» **BRIEF 1**
In the forum thread about a dead fry, how often does GupLove change the water?
» **BRIEF 2**
Copy the forum thread about a dead fry word for word, from "every now and" to "a vary diet.".

++++ EXTRACTED TEXT

# One of my fry died



## GupLove (Mar 25, 2009)

I am getting a bit discouraged. I don't understand why it died.

The second batch that I had were great! No problems, I found him on the filter net. I do water changes every other day and I also make sure they are fed 3 times a day min. 

I hope they are all going to be ok.


----------



## alliecat420 (Mar 28, 2009)

aww, i'm sorry to hear that i'm sure it wasnt your fault.. like all animals.. not every baby that is born will make it to adault hood.. he may have just been underdeveloped somehow


----------



## emc7 (Jul 23, 2005)

Allie is right, fry with hidden birth defects will die suddenly as they grow. But check your water quality also. When you start feeding fry heavily, you a get a mini-cycle as the filter catches up. Your water changes should be enough, and if they aren't, the test will tell you.


----------



## GupLove (Mar 25, 2009)

Thanks Allie and E.

Been kind down all night. Yeah I know ppl say its ONLY a fish. But they're my fish kids.

Silly, I know.

Yep everything is good, thats why I do frequent water changes. Because I know the amount of food and poop going into the water.

So I make sure it's changed every other day for sure.


----------



## Guest (Apr 5, 2009)

Hey GL! cheer up. some of them just dont make it. you cant let these things discourage you.


----------



## lohachata (Jan 27, 2006)

maybe part of the problem is that you are doing too many water changes... their conditions may be too clean.. 
they need a decent varied diet.. include spirulina falkes too.. and get them some Plecocaine... lol..
every now and then we all lose fish.. it happens.. try not to let it bother you too much..


----------



## GupLove (Mar 25, 2009)

I do it every other day, if I don't the water is cloudy and the am is way up. So I have to do it every other day or they'll die anyways.

I do give them a vary diet.

They seem to be doing a heck of alot better today.


----------

++++++++
++++ GIVEN DATA

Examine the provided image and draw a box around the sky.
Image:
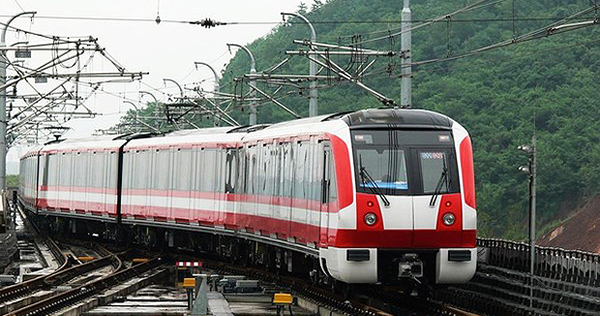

++++++++

» **EXERCISE RESPONSE 1**
Every other day.

» **EXERCISE RESPONSE 2**
every now and then we all lose fish.. it happens.. try not to let it bother you too much..


----------



## GupLove (Mar 25, 2009)

I do it every other day, if I don't the water is cloudy and the am is way up. So I have to do it every other day or they'll die anyways.

I do give them a vary diet.